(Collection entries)
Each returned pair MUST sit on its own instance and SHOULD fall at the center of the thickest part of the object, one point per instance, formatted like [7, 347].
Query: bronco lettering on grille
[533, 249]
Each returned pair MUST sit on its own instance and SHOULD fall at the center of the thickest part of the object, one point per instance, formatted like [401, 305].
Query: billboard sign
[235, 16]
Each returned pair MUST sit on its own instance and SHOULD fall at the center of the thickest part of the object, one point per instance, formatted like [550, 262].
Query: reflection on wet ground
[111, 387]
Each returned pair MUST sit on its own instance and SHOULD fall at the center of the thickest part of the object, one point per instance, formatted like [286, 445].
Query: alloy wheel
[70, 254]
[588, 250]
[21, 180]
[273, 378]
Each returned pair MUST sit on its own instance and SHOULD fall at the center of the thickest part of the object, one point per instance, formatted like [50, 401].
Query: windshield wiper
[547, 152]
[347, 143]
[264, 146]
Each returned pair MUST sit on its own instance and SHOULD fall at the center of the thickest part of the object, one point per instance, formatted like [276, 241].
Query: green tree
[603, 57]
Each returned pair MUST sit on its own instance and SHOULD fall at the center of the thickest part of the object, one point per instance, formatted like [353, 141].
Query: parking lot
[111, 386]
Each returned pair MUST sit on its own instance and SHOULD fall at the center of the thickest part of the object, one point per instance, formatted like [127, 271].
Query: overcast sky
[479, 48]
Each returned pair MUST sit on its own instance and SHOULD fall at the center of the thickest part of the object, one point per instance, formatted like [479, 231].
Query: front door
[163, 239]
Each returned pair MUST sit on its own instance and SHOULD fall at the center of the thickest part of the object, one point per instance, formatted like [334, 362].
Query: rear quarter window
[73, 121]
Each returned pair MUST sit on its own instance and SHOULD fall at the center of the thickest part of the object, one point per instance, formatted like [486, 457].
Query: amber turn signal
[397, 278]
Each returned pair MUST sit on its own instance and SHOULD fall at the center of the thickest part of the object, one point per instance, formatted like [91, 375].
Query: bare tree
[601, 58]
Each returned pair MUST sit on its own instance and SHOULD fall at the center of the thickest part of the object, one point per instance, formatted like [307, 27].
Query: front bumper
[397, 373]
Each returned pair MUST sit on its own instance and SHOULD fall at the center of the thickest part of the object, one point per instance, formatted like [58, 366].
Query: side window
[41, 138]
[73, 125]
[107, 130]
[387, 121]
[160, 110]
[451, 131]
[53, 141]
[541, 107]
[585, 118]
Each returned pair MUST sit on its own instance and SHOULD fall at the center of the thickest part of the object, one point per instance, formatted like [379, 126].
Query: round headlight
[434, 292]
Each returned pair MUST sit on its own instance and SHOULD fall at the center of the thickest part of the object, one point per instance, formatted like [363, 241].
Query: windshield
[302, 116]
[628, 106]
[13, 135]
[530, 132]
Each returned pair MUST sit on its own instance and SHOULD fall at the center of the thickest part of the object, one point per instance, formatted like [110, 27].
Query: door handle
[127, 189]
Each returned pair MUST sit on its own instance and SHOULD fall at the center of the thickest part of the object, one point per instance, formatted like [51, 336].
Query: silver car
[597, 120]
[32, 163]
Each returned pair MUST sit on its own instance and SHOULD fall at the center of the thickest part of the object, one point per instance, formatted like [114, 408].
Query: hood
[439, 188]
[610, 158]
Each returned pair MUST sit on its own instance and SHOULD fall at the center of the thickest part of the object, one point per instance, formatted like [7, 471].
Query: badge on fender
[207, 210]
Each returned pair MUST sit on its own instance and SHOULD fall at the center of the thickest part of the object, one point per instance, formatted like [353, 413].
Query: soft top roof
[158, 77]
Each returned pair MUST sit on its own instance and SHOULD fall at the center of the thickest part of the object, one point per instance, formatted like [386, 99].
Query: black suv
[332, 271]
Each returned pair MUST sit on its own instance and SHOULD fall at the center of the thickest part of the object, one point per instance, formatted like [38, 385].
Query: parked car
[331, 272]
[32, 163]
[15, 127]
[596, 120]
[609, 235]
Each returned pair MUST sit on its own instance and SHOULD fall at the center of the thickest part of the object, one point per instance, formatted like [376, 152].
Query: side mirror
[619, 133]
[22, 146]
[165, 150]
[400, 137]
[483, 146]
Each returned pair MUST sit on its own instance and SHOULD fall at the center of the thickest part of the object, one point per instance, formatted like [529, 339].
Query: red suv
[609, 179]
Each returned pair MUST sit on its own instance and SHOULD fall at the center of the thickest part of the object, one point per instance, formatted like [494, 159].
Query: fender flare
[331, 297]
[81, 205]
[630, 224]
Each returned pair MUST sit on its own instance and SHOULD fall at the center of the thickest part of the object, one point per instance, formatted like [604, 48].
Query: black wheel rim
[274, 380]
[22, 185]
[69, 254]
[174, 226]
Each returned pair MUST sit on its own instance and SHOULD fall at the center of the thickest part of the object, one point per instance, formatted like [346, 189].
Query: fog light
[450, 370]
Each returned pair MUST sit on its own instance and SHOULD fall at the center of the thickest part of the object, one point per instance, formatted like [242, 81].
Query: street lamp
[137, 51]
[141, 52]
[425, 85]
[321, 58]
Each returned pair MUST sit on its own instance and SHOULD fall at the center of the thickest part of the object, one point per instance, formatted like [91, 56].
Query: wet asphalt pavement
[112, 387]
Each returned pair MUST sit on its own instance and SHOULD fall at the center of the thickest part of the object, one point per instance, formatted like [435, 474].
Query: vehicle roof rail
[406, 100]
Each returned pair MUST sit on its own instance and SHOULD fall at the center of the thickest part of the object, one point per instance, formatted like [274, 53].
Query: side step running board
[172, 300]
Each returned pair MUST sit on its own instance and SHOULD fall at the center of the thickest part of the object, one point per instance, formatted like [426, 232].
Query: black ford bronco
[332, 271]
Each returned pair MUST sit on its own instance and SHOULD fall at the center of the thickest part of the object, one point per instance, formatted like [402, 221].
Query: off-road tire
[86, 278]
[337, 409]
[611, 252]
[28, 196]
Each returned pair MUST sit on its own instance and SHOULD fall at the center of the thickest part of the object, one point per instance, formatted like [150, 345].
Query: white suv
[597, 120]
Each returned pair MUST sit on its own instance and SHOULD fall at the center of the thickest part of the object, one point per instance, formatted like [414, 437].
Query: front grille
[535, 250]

Task description
From the first line to the last, transcribe the records exactly.

Response to this task
Each returned pair MUST sit on its own instance and SHOULD fall at the center of the thickest part of the object, one point per instance, formatted like [7, 347].
Query: bronco lettering on grille
[533, 249]
Each returned pair MUST sit on its own instance and SHOULD fall at the center of the thickest part of the object, one point per instance, formatted like [401, 305].
Query: billboard sign
[235, 16]
Each returned pair MUST sit on its own instance and SHOULD fall at the center of the thickest part of the object, one point per instance, formatted like [550, 262].
Query: reflection on wet ground
[111, 387]
Each returned pair MUST sit on its own instance and SHOULD fall at the center of the thickest part of the object, one point per instance, formatted like [286, 445].
Query: alloy wheel
[70, 254]
[588, 250]
[21, 180]
[273, 378]
Each returned pair MUST sit on its own instance and SHOULD fall at the center of the thickest part of the object, one point per instance, formatted like [50, 401].
Query: windshield wiper
[547, 152]
[347, 143]
[264, 146]
Each returned pair MUST sit on its own instance and SHOULD fall at the center of the thickest part of the object, one point per instance, formatted like [276, 241].
Query: green tree
[603, 57]
Each returned pair MUST sit on its own instance and SHOULD fall at the center of the thickest part of the object, one point per instance, formatted like [353, 141].
Query: parking lot
[111, 386]
Each returned pair MUST sit on its own instance and SHOULD fall at the center of the thickest part of the object, one point per instance, formatted like [127, 271].
Query: overcast sky
[479, 48]
Each returned pair MUST sit on its own instance and SHOULD fall at the center of the thickest part of the object, one point per instance, formatted like [479, 231].
Query: front door
[163, 239]
Each returned pair MUST sit on its own instance and SHOULD fall at the center of the thickest part of the object, one point per instance, formatted like [334, 362].
Query: rear quarter window
[73, 121]
Each returned pair MUST sit on its own instance and SHOULD fall at the center of the thickest part of the object, one point per instance, formatted like [486, 457].
Query: amber turn signal
[397, 278]
Each returned pair MUST sit on its own instance and SHOULD fall at the center of the thickest part of the object, one point per instance, formatted like [91, 375].
Query: bare tree
[601, 58]
Each returned pair MUST sit on its own instance and SHOULD fall at the center of the thickest part of the object, one point per instance, formatted like [307, 27].
Query: front bumper
[397, 373]
Each returned pair MUST sit on its own instance and SHOULD fall at the center of the thickest part of the object, one point per instance, formatted like [58, 366].
Query: side window
[41, 138]
[73, 125]
[107, 130]
[387, 121]
[160, 110]
[451, 131]
[53, 141]
[541, 107]
[585, 118]
Each returned pair MUST sit on its own instance and SHOULD fall at the center of the thickest part of the object, one point per instance, formatted like [379, 126].
Query: round headlight
[434, 292]
Each returned pair MUST sit on its own instance and SHOULD fall at the center of the thickest part of the object, one point per instance, formatted like [363, 241].
Query: windshield
[302, 116]
[628, 106]
[13, 135]
[530, 132]
Each returned pair MUST sit on its own instance and SHOULD fall at the center of the thickest part of the object, one point per instance, formatted like [110, 27].
Query: door handle
[127, 189]
Each returned pair MUST sit on its own instance and SHOULD fall at the center of the thickest part of the object, one point per instance, formatted like [51, 336].
Query: silver car
[597, 120]
[32, 163]
Each returned pair MUST sit on its own instance and SHOULD fall at the center of the thickest part of the object, one point per instance, formatted like [114, 408].
Query: hood
[439, 188]
[610, 158]
Each returned pair MUST sit on its own instance and SHOULD fall at the center of the thickest part of the object, one point per instance, formatted like [7, 471].
Query: badge on fender
[207, 210]
Each returned pair MUST sit on its own instance and SHOULD fall at the center of the thickest part of the object, one point per instance, formatted like [353, 413].
Query: soft top roof
[158, 77]
Each returned pair MUST sit on its own instance and SHOULD fall at the center of the thickest part of the object, one point per instance, formatted like [386, 99].
Query: black suv
[332, 271]
Each returned pair MUST sit on its own instance and SHOULD fall at the center of the thickest part of the object, one point per instance, formatted like [38, 385].
Query: parked car
[331, 272]
[32, 163]
[15, 127]
[596, 120]
[609, 235]
Each returned pair MUST sit on its own instance and SHOULD fall at the center of the thickest part of the object, one point per instance, formatted like [376, 152].
Query: side mirror
[619, 133]
[22, 146]
[165, 150]
[400, 137]
[483, 146]
Each returned pair MUST sit on its own instance and SHOULD fall at the center of the thickest part of the object, one point per instance, formatted like [529, 339].
Query: red suv
[609, 179]
Each returned pair MUST sit on its own instance and SHOULD fall at the center of the thickest part of the object, one point per instance, formatted like [494, 159].
Query: fender flare
[331, 297]
[81, 205]
[630, 224]
Each returned pair MUST sit on its own instance and SHOULD fall at the center of the thickest part of the object, one point per instance, formatted like [604, 48].
Query: black wheel rim
[274, 380]
[22, 185]
[69, 254]
[174, 226]
Each returned pair MUST sit on its own instance and SHOULD fall at the center of the thickest part of the object, one point per instance, formatted like [346, 189].
Query: fog light
[450, 370]
Each returned pair MUST sit on its own instance and SHOULD fall at the center of the thickest part of the object, one point per instance, formatted like [242, 81].
Query: street lamp
[137, 51]
[141, 52]
[425, 85]
[321, 58]
Each returned pair MUST sit on its own instance and SHOULD fall at the center of the thickest part of the object, one point per instance, formatted like [91, 56].
Query: wet asphalt pavement
[112, 387]
Each returned pair MUST sit on its own instance and SHOULD fall at the center of the thickest part of the object, one point per instance, formatted like [435, 474].
Query: vehicle roof rail
[406, 100]
Each returned pair MUST sit on its own instance and SHOULD fall at the center of the thickest part of the object, one point per instance, formatted like [274, 53].
Query: side step running board
[172, 300]
Each returned pair MUST sit on its own instance and SHOULD fall at the center of the thickest part of the object, one point per instance, formatted like [426, 232].
Query: black ford bronco
[332, 271]
Each returned pair MUST sit on its own instance and SHOULD fall at the center of the thickest part of the object, one point per instance, formatted like [402, 221].
Query: off-road tire
[86, 278]
[337, 409]
[611, 252]
[28, 196]
Each returned pair MUST sit on its own instance and SHOULD fall at the center of the thickest part of the object, one point per instance, formatted like [150, 345].
Query: white suv
[597, 120]
Each returned pair MUST sit on its own instance and SHOULD fall at the center of the thickest part of the object, one point per instance, formatted like [414, 437].
Query: front grille
[535, 250]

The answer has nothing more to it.